▶ [Texto de estudio]:
■ ■ ■ ■ ■

La ley de la navaja

David Madí, el hombre fuerte de Artur Mas hasta que éste llegó a presidente y se echó a perder, escribió en su libro Democracia a sangre fría un minucioso y descorazonador retrato de la clase política catalana. Una estampa tan deprimente que abandonó la política cuando por fin su candidato alcanzó el poder.

Una de las figuras del paisaje era José Zaragoza, al que Madí definió como un «quinqui del Baix Llobregat», y el concepto fue tan preciso que enseguida hizo fortuna y hoy está perfectamente instalado en el imaginario catalán. Los socialistas acusaron a Madí de xenófobo por lo del «Baix Llobregat», pero más que xenofobia en Madí, había resentimiento social y trauma en los que siempre se han avergonzado de sus orígenes.

Zaragoza se comportó como un quinqui espiando al hoy alcalde de Badalona, Xavier García Albiol, y se comporta como tal haciéndose el íntegro dimitiendo de su cargo en el PSOE, del que no cobra, y aferrándose mezquinamente a su remunerada acta de diputado. ¿A quién cree que engaña?

Zaragoza se comportó como un quinqui hostigando a periodistas, haciéndose el amigo del director de La Vanguardia para ganarse su favor, que, por cierto, nunca obtuvo a pesar de las considerables sumas de dinero que desvió de la Generalitat para intentar comprar a su reciente amigo.

Del mismo modo, él fue el autor intelectual, y material, del linchamiento que en Cataluña sufrió el Partido Popular durante la era del tripartito. Él creó el cordón político para excluirle de cualquier pacto, para demonizarle, para agitar el odio y culparle de cualquier calamidad, atentado de Atocha incluido. «Si encara estàs indecís, escolta laCope cada matí» fue uno de sus lemas electorales. Federico le contestó con maestría: «Si encara estás indecís, Filesa, Chacón, Narcís».

■ ■ ■ ■ ■

▶ [Datos]:
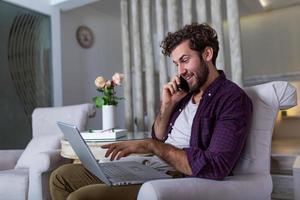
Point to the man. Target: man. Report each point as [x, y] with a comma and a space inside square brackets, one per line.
[199, 133]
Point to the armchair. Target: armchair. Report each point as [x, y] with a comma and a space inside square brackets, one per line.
[24, 174]
[252, 179]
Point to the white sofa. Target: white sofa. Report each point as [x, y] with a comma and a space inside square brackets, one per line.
[252, 179]
[24, 174]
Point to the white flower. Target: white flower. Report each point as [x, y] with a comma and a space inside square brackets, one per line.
[108, 83]
[117, 78]
[100, 82]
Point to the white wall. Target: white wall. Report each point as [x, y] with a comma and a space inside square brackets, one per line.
[54, 13]
[81, 66]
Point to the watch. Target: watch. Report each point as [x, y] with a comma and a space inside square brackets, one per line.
[84, 36]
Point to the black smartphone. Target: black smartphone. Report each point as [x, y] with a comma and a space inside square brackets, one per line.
[184, 86]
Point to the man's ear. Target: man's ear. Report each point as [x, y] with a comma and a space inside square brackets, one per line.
[208, 54]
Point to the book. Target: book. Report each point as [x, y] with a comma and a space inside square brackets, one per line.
[110, 134]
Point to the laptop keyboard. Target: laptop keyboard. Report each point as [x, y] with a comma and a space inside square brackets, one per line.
[116, 171]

■ ■ ■ ■ ■

▶ [Consignas de trabajo]:
a) Según el texto de estudio, ¿cómo se titula el libro en el que David Madí retrató a la clase política catalana?
b) Transcribe del texto de estudio todo lo que va desde "Zaragoza se comportó como un quinqui espiando" hasta "cree que engaña?".
c) Prolonga el texto sobre José Zaragoza a partir del punto en que termina.
Los registros proceden de otra fuente.

▶ [Soluciones de actividades]:
a) Democracia a sangre fría.

b)
Zaragoza se comportó como un quinqui espiando al hoy alcalde de Badalona, Xavier García Albiol, y se comporta como tal haciéndose el íntegro dimitiendo de su cargo en el PSOE, del que no cobra, y aferrándose mezquinamente a su remunerada acta de diputado. ¿A quién cree que engaña?

c)
Pero los quinquis –y cualquiera que conozca a uno se habrá dado cuenta de ello– son especialmente descarnados con los suyos, especialmente despreciables y violentos. A José Zaragoza se le recordará para siempre por la manera que tuvo de acosar y derribar al entonces presidente de la Generalitat, Pasqual Maragall.

El brillante alcalde olímpico fue sin duda un presidente grotesco, y aceptó gobernar cuando sabía que no estaba en condiciones de hacerlo. Pero la humillación a la que fue sometido en público y en privado no la merece nadie. Zaragoza empezó a filtrar a los medios de comunicación que Maragall sufría demencia senil. Al principio en tono jocoso, y luego diciendo además que era un egoísta que se negaba a dejar paso. Siempre cruel, siempre para hacer daño.

Al final amenazó a Maragall y a su esposa, Diana Garrigosa, con hacer pública su enfermedad si él mismo no anunciaba que se retiraba. Zaragoza había tenido acceso al historial clínico de Maragall. Una vez más, de un modo muy poco claro.

La política es dura y hay que ganar. Nadie espera cortesías de los secretarios de Organización ni de los directores de campaña. Pero hay una humanidad de mínimos que nos define y una decencia de guardia a la que tendrían que recurrir hasta los más desesperados. Para los quinquis del Baix sólo existe la ley de la navaja, siempre por la espalda.

Zaragoza pinchaba en la política catalana.